About this exercise: Omitting the pictures, print every line below exactly as it stands.

_ _ _ _

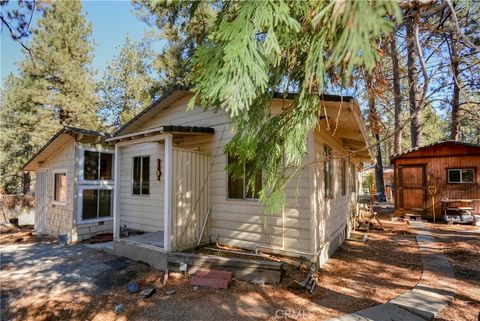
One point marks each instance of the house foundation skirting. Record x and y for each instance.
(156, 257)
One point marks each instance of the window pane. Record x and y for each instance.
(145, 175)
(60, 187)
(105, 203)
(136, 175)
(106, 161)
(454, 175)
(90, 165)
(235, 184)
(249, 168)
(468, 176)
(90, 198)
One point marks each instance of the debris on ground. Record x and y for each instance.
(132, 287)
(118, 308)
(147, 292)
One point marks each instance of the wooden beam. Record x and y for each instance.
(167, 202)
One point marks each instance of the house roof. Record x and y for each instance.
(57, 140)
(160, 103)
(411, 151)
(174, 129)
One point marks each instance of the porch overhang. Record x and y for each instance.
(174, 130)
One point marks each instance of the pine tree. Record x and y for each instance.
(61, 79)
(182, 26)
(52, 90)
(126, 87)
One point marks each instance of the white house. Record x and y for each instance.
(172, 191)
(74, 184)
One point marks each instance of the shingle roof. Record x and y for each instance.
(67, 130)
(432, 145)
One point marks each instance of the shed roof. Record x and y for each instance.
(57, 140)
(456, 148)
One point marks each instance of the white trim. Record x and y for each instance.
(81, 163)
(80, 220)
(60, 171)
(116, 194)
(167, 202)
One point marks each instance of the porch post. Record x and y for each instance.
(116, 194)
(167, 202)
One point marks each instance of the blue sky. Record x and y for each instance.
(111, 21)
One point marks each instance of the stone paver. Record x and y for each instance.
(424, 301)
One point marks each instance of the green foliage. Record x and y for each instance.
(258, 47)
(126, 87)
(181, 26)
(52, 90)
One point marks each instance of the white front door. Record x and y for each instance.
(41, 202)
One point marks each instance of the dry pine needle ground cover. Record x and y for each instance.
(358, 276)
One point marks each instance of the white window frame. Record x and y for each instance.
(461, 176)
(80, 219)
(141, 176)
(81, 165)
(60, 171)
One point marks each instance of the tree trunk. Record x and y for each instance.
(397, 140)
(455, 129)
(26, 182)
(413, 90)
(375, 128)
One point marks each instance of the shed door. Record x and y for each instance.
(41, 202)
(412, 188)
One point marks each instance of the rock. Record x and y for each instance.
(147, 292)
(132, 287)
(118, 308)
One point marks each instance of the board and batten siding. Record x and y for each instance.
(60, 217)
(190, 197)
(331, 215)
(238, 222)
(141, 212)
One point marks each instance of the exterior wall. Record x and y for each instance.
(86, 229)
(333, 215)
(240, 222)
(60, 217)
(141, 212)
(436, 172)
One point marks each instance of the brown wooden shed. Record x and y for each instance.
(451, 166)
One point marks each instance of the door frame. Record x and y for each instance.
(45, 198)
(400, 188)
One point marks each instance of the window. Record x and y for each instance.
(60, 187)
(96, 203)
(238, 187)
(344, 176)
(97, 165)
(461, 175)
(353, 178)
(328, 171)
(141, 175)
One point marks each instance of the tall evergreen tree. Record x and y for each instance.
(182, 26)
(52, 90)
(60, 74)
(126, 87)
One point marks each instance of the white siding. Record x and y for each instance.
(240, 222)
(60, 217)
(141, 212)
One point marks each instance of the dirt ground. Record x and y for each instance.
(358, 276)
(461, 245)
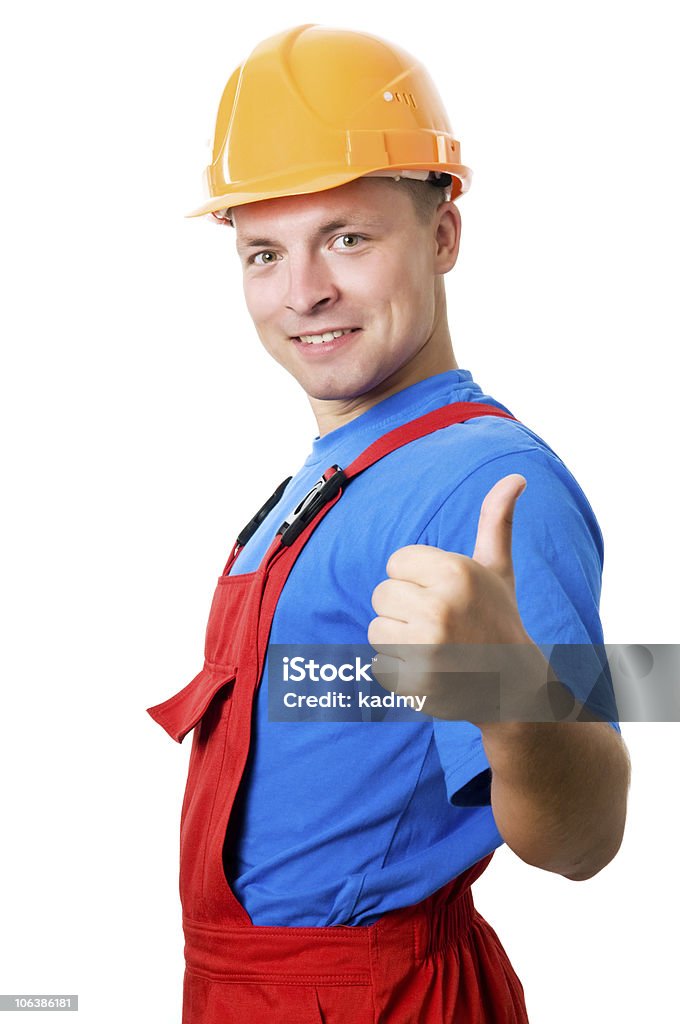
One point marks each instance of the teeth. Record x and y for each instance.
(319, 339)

_ _ _ _

Written answer:
One point marks each instance of the house foundation skirting. Record x and y for each instance.
(156, 257)
One point marks each instance of the window pane. Record x and y for each instance.
(145, 175)
(60, 187)
(105, 203)
(136, 175)
(106, 161)
(454, 175)
(90, 165)
(235, 184)
(249, 168)
(468, 176)
(90, 198)
One point marks each instance of the debris on ground. Record x and y for each instance.
(132, 287)
(118, 308)
(147, 292)
One point marks each instance of the wooden beam. Record x and y for each instance.
(167, 202)
One point marks each instance of the house roof. Record x and y for each instance.
(57, 140)
(160, 103)
(411, 151)
(174, 129)
One point marks each instance of the porch overhang. Record x and y for each instance.
(174, 130)
One point marks each instance of the pine tree. Record x and y for each instance.
(61, 79)
(182, 26)
(52, 90)
(126, 87)
One point marks each instance of the white house. Record x and y for each instance.
(172, 191)
(74, 184)
One point marks each instance of the shingle roof. Record x and y for each instance.
(67, 130)
(432, 145)
One point marks each instance of the shed roof. Record x and y for each instance.
(57, 140)
(456, 148)
One point marks each instance of the white trim. Record x and y for each instance.
(81, 163)
(80, 220)
(60, 171)
(116, 194)
(167, 202)
One point marks each instance of the porch post. Record x and y for each instance.
(116, 194)
(167, 202)
One point marks each instance of the blue sky. Record x and y for each instance.
(111, 21)
One point marks each instance of the stone paver. Record x and y for each instance.
(424, 301)
One point marks each instance of the green foliage. Record x and y for each instance.
(258, 47)
(126, 87)
(181, 26)
(52, 90)
One point marks each instance of the white front door. Record x and y for each instance.
(41, 202)
One point marks each instance of the dry pine needle ground cover. Record x and y for each instance.
(358, 276)
One point marks each instance of the white window frame. Record x and y for each instance.
(461, 176)
(80, 219)
(141, 176)
(81, 165)
(60, 171)
One point marks each instance of the tree trunk. Record x and y for each instance.
(397, 140)
(455, 129)
(26, 182)
(413, 90)
(375, 128)
One point marks each instance of the shed door. Record x and y for each instance.
(41, 202)
(412, 188)
One point marks each instance of the rock. Record x and y for each instance.
(147, 292)
(132, 287)
(118, 308)
One point marks each instance of the board and batten siding. Record x and y for each instance.
(60, 217)
(190, 197)
(331, 215)
(238, 222)
(141, 212)
One point marks each instance of the exterior wall. Record x and y for each instance.
(86, 229)
(333, 215)
(240, 222)
(60, 217)
(141, 212)
(436, 172)
One point marks each instance of the brown wooden shed. Record x and y for each instance.
(451, 166)
One point marks each instance of the door frame. Record x and y for each instance.
(45, 198)
(400, 188)
One point marks each instance of the window. Record x and y for each instance.
(60, 187)
(96, 203)
(238, 187)
(344, 176)
(97, 165)
(461, 175)
(353, 178)
(328, 171)
(141, 175)
One point marks each instance of the tall evergreen tree. Record x and y for each instance.
(182, 26)
(52, 90)
(60, 74)
(126, 87)
One point marks each instance of the white siding. Record x and y for each instance.
(240, 222)
(60, 217)
(141, 212)
One point marks each instance of the dirt ground. Record x and y for each instance.
(358, 276)
(461, 245)
One point marks each instance of the teeth. Record x and y for each instance.
(319, 339)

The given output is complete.